#### Records provided:
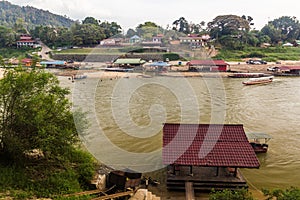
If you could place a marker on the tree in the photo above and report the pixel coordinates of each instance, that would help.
(227, 25)
(148, 30)
(181, 25)
(35, 114)
(110, 29)
(7, 37)
(284, 28)
(273, 33)
(241, 194)
(90, 20)
(130, 33)
(229, 30)
(147, 24)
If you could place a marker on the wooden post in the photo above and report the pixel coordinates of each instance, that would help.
(189, 191)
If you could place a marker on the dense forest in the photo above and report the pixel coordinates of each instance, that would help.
(225, 31)
(10, 14)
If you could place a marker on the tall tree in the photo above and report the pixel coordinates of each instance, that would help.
(35, 114)
(90, 20)
(285, 28)
(229, 30)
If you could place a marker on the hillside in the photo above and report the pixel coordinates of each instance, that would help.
(10, 13)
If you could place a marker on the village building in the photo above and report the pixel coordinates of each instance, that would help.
(110, 42)
(155, 42)
(134, 39)
(208, 65)
(26, 41)
(288, 71)
(128, 62)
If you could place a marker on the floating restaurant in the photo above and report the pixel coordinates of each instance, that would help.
(206, 156)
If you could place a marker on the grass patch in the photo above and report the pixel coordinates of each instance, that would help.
(47, 179)
(16, 53)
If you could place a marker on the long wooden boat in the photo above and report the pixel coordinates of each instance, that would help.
(259, 141)
(260, 80)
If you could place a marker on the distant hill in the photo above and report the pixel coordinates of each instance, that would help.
(32, 17)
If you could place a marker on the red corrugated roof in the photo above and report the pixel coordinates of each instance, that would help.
(207, 145)
(25, 41)
(289, 68)
(208, 62)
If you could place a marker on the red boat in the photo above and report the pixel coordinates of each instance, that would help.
(260, 80)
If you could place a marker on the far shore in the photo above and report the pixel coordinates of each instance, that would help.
(176, 71)
(94, 70)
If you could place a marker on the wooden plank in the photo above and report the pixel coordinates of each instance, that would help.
(84, 193)
(189, 191)
(116, 195)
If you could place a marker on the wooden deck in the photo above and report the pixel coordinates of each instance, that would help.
(205, 178)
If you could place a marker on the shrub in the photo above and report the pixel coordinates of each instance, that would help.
(241, 194)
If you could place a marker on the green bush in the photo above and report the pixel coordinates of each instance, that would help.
(171, 56)
(241, 194)
(279, 194)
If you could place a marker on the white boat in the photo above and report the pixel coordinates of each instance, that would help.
(260, 80)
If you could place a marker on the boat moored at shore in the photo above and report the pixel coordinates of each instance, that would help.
(260, 80)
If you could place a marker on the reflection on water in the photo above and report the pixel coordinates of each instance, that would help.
(273, 108)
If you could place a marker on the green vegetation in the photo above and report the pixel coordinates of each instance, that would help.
(16, 53)
(279, 194)
(243, 194)
(10, 14)
(40, 153)
(230, 195)
(270, 54)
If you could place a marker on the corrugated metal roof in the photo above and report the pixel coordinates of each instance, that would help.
(207, 62)
(258, 136)
(57, 62)
(129, 61)
(282, 68)
(207, 145)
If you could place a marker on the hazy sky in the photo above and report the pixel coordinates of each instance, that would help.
(131, 13)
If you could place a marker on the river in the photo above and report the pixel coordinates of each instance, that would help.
(126, 116)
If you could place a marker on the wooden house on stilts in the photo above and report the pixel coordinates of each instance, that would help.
(206, 156)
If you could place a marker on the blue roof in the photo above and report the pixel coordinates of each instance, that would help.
(56, 62)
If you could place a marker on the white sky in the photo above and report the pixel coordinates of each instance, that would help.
(131, 13)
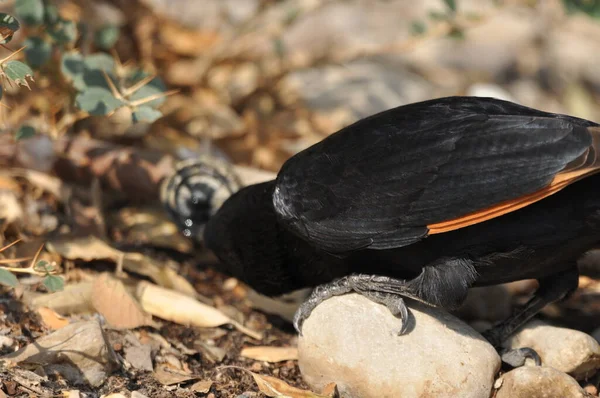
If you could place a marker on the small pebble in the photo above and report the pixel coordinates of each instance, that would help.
(538, 382)
(567, 350)
(353, 342)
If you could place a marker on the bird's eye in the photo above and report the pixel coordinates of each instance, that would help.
(194, 193)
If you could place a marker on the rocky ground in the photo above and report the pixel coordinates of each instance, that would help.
(141, 312)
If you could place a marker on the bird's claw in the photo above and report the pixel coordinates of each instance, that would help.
(516, 357)
(394, 303)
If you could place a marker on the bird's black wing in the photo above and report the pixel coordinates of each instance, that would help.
(393, 178)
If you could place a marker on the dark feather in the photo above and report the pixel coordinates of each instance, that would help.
(382, 181)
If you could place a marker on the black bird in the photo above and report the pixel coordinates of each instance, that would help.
(423, 201)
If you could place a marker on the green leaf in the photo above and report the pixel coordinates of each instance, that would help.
(146, 114)
(37, 51)
(30, 11)
(438, 16)
(456, 33)
(94, 65)
(72, 68)
(418, 28)
(107, 36)
(155, 86)
(86, 72)
(51, 14)
(54, 283)
(97, 101)
(7, 278)
(8, 26)
(589, 7)
(451, 4)
(24, 132)
(63, 32)
(18, 72)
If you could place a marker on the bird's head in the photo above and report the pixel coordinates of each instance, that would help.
(246, 237)
(194, 193)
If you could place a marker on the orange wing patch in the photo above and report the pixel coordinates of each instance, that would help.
(585, 165)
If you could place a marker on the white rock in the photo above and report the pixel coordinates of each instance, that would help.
(489, 90)
(364, 87)
(353, 342)
(538, 382)
(567, 350)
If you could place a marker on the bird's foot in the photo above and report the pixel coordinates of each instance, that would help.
(371, 286)
(516, 357)
(552, 288)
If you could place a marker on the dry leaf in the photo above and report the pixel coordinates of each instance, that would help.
(46, 182)
(270, 354)
(90, 247)
(113, 301)
(86, 248)
(273, 387)
(76, 298)
(52, 319)
(167, 376)
(202, 387)
(180, 308)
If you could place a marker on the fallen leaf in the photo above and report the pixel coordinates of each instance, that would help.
(9, 184)
(274, 387)
(202, 386)
(90, 248)
(139, 356)
(51, 318)
(167, 376)
(185, 310)
(76, 298)
(270, 354)
(86, 248)
(80, 352)
(113, 301)
(46, 182)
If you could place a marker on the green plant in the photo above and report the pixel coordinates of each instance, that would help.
(91, 83)
(589, 7)
(41, 268)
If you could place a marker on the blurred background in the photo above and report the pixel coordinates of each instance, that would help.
(263, 79)
(101, 98)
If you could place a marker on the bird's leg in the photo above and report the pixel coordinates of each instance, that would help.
(551, 289)
(444, 283)
(360, 283)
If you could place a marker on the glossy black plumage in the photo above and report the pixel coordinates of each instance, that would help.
(365, 200)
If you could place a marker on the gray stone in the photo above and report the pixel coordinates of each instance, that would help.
(363, 87)
(353, 342)
(567, 350)
(537, 382)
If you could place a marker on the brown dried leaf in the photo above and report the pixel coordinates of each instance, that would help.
(168, 376)
(113, 301)
(51, 318)
(183, 309)
(86, 248)
(273, 387)
(270, 354)
(202, 386)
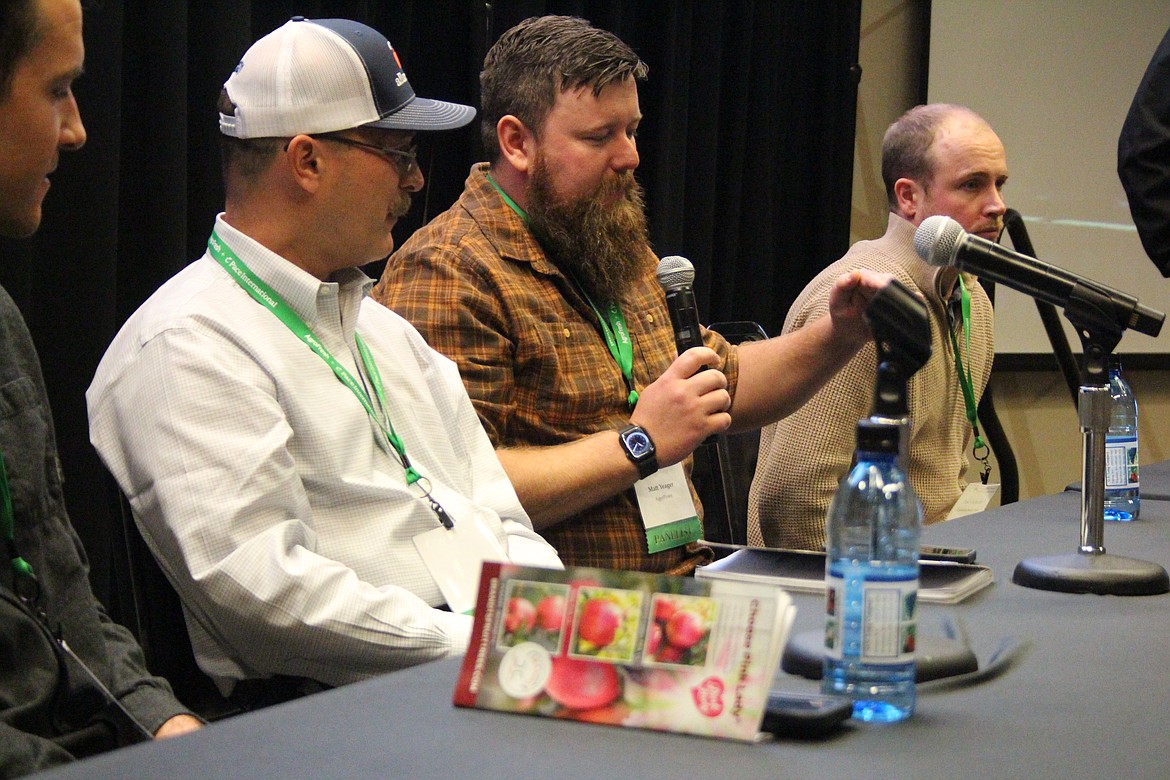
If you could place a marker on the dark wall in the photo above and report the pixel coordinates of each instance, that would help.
(747, 158)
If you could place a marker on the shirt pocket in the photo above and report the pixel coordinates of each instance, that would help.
(568, 380)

#### Description of the task:
Although the records contain pictures, the copy should consist of their text alone, reproduced exactly.

#### Output for this task:
If you could place a marker on the tree in the photo above and report the pixel coordinates of each instance, that would help.
(227, 25)
(148, 30)
(181, 25)
(35, 114)
(110, 29)
(7, 37)
(284, 28)
(273, 33)
(241, 194)
(90, 20)
(130, 33)
(229, 30)
(147, 24)
If you could place a marker on the wooden post in the photo above and report the pixel coordinates of each instance, that would help.
(189, 191)
If you could place a marker on the dense forest in the photo above and report the pixel coordinates of each instance, that would help.
(225, 31)
(10, 14)
If you could place a marker on the tall tree in the photo above and report the pixel coordinates of each instance, that would help.
(35, 114)
(90, 20)
(285, 28)
(229, 30)
If you could place a marker on the hillside in the photo above and report the pixel coordinates of each instance, that would help.
(10, 13)
If you could place a marker on the village building in the photo above and report the pixel coordinates of each instance, that would help.
(110, 42)
(155, 42)
(134, 39)
(208, 65)
(26, 41)
(288, 71)
(128, 62)
If you could place a marker on the floating restaurant in the photo above and report the pixel coordinates of each instance, that would help.
(206, 156)
If you could place a marker on the grass patch in the photo above and report the pixel coordinates of each instance, that would help.
(47, 179)
(16, 53)
If you could place a marker on the long wooden boat in the photo above and report the pixel coordinates of each instance, that would help.
(259, 141)
(260, 80)
If you could place a marker on the distant hill in the photo above and report the pixel coordinates of each instance, that would help.
(32, 17)
If you could place a marker on the red corrugated roof in the photo above and report the pixel coordinates of each instance, that would help.
(207, 145)
(25, 41)
(289, 68)
(208, 62)
If you could place a marker on the red boat in the photo above and report the pixel coordinates of each instance, that would help.
(260, 80)
If you could place a marker on the far shore in the photo above and report the pixel coordinates of each instance, that would help.
(176, 71)
(94, 70)
If you could place a marker on the wooden plank in the photo above and report the pixel coordinates of each instance, that would help.
(84, 193)
(189, 191)
(116, 195)
If you could place a marker on the wooden deck in the photo above and report the pixel coordinates of each instance, that would help.
(205, 178)
If you could place a marker on the shrub in the photo above and report the pixel coordinates of each instance, that would help.
(241, 194)
If you could place a marker on the green bush in the photo above and report the pixel coordinates of each instance, that would help.
(171, 56)
(241, 194)
(279, 194)
If you could place a marker on the white boat in the photo above and report the pixel coordinates of each instance, that would help.
(260, 80)
If you could place a marker on the boat moored at shore in the photo above and report the pixel coordinates of each instance, that would help.
(260, 80)
If you could place a marker on the reflection on water in the photo above and report the pixel coordinates of each instance, that would help.
(273, 108)
If you could place a marker on the green vegetation in the photo above and report the pixel coordinates of each instance, that would help.
(16, 53)
(279, 194)
(243, 194)
(10, 14)
(40, 153)
(230, 195)
(270, 54)
If you could place a marker on the corrugated metal roof in the photo above and report the pixel coordinates of each instance, that would help.
(207, 62)
(258, 136)
(57, 62)
(129, 61)
(282, 68)
(207, 145)
If you could place a marker on the hazy sky in the photo above and report the pixel coordinates of each instance, that would help.
(131, 13)
If you could place a marker on the river in the photo above and report the pixel coordinates of each instance, that would help.
(126, 116)
If you could place a marker on the wooden house on stilts in the photo above and report the pixel coordinates of each instance, that would help.
(206, 156)
If you could place a marker on the blue roof in the photo above and report the pixel coordinates of each instance, that would help.
(56, 62)
If you could place a marker on the white sky in the photo above and report the pixel coordinates of each instance, that would help.
(131, 13)
If you could place a marker on the small pebble in the photo above and report the pixel coordinates of each instance, that would help.
(538, 382)
(567, 350)
(353, 342)
If you could place a marker on the bird's eye in the photo above and report the pixel coordinates of each instance, that would help.
(194, 193)
If you could place a marker on the rocky ground in the photo above and report the pixel coordinates of each instance, that would help.
(141, 312)
If you could place a marker on the bird's claw in the photo above and report the pixel coordinates of each instance, that would help.
(516, 357)
(394, 303)
If you could place a marker on the bird's black wing in the photo above and report the pixel coordinates of each instance, that would help.
(393, 178)
If you could place a marker on the dark feather in the photo above and report the pixel coordinates of each instance, that would help.
(382, 181)
If you could place a marker on the black bird in the photo above and report the pixel coordinates of each instance, that would help.
(423, 201)
If you could place a marker on the green leaf in the photo above and report the pixel coordinates of each instance, that would help.
(146, 114)
(37, 51)
(30, 11)
(438, 16)
(456, 33)
(94, 65)
(72, 68)
(418, 28)
(107, 36)
(155, 86)
(86, 72)
(51, 14)
(54, 283)
(97, 101)
(7, 278)
(8, 26)
(589, 7)
(451, 4)
(24, 132)
(63, 32)
(18, 72)
If you could place a marker on the bird's head in the photo above and report the pixel coordinates of each instance, that would help.
(246, 237)
(194, 193)
If you could place a marker on the orange wing patch in the photo above and report the pixel coordinates of each instance, that would help.
(585, 165)
If you could place a marker on the white rock in the photo above and report the pixel coordinates of each instance, that would help.
(489, 90)
(364, 87)
(353, 342)
(538, 382)
(567, 350)
If you could place a marker on the bird's foot in the photo above and report the pixel coordinates of each instance, that would help.
(371, 286)
(516, 357)
(552, 288)
If you could place a marker on the dry leaf in the photo above and report the pixel coordinates of each instance, that would help.
(46, 182)
(270, 354)
(90, 247)
(113, 301)
(86, 248)
(273, 387)
(76, 298)
(52, 319)
(167, 376)
(202, 387)
(180, 308)
If you could place a marker on the fallen leaf in the photo above and report the pixel coordinates of each instance, that would help.
(9, 184)
(274, 387)
(202, 386)
(90, 248)
(139, 356)
(51, 318)
(167, 376)
(185, 310)
(76, 298)
(270, 354)
(86, 248)
(80, 352)
(113, 301)
(46, 182)
If you could place a marker on the green plant in the photo above and report the pixel coordinates of each instance, that would help.
(91, 83)
(589, 7)
(41, 268)
If you could place a marker on the blurred background in the photo above and report the pixel coordinates of each instance, that would help.
(263, 79)
(101, 98)
If you could place a marker on the bird's leg in the photo above and report the pixel coordinates of each instance, that would help.
(551, 289)
(444, 283)
(360, 283)
If you could place a marker on the glossy black plumage in the photo above and report the pixel coordinates of each instance, that would help.
(365, 200)
If you could place a marker on the gray stone in the photo above and report the pixel coordinates of each instance, that would help.
(363, 87)
(353, 342)
(567, 350)
(537, 382)
If you could place a marker on the brown dried leaf in the photo above and report the pixel coordinates of each instance, that would help.
(168, 376)
(113, 301)
(51, 318)
(183, 309)
(86, 248)
(273, 387)
(270, 354)
(202, 386)
If you could place a marker on the dark wall in the photo above and report the pixel coordinates of each instance, that would help.
(747, 158)
If you could place a marker on the shirt pocket in the photo above and report the pixel coordinates of each instance, that would help.
(568, 380)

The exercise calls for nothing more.